> _Data extracted from a collection_:

+ + + + +

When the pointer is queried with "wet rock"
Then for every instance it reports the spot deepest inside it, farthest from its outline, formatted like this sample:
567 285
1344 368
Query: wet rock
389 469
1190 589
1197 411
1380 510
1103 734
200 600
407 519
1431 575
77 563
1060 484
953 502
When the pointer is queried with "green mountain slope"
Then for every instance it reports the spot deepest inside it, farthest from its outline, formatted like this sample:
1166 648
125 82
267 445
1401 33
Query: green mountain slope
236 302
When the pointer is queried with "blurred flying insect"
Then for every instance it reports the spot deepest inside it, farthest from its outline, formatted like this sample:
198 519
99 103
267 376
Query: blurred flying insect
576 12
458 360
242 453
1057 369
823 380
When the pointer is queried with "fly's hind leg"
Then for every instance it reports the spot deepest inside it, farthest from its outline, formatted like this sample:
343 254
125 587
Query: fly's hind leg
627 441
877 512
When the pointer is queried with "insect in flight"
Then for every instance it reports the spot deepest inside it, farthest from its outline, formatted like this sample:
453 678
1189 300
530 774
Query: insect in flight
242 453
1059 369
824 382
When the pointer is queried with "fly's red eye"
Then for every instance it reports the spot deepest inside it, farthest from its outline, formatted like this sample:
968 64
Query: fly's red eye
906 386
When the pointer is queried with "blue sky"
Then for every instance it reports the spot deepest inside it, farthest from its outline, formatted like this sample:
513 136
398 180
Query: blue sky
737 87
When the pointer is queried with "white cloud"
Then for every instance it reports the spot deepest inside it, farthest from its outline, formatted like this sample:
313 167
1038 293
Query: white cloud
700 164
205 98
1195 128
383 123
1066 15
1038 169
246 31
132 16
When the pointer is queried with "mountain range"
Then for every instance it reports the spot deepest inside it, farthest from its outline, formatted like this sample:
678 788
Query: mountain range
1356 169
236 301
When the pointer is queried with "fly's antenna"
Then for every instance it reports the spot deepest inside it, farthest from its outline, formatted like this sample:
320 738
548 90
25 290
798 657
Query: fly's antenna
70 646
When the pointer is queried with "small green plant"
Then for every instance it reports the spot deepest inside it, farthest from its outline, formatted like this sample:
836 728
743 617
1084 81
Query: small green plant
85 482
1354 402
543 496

+ + + + +

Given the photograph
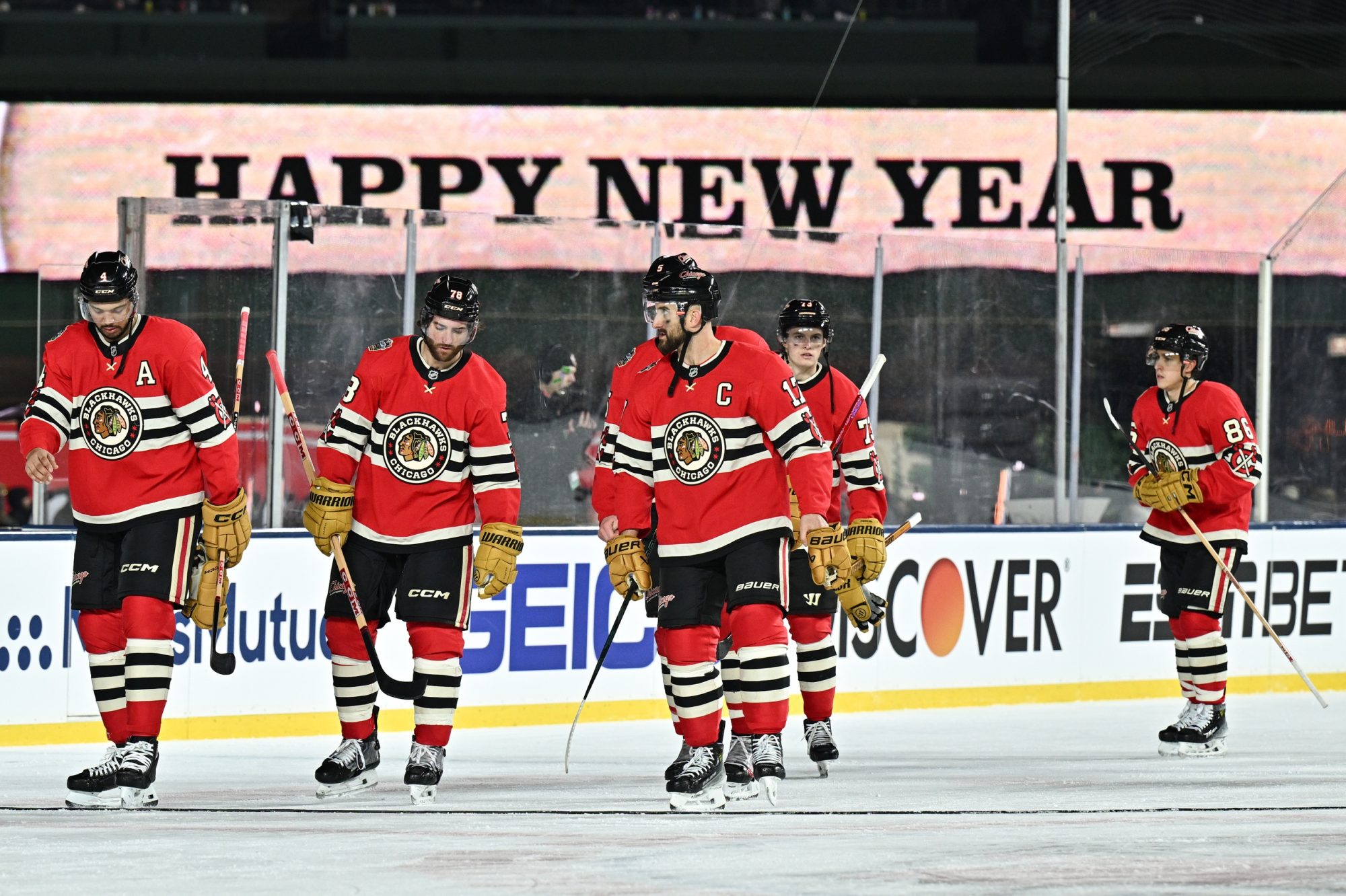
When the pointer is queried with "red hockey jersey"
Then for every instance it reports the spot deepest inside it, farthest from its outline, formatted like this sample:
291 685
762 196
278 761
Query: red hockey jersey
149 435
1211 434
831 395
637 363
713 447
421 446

+ + + + +

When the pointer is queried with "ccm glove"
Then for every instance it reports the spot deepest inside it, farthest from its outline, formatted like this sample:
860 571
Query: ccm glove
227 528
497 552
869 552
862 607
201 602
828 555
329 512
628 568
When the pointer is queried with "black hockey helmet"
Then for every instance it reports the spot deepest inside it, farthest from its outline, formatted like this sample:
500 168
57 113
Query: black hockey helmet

+ + + + +

> _Exercise requirements_:
Pull out every line in the rows above that contains the word "insect", and list those lines in their original order.

> _Result_:
When the pointer is queried with "blurred flying insect"
Query: blurred flying insect
When the pointer is queried with "insect in flight"
Query: insect in flight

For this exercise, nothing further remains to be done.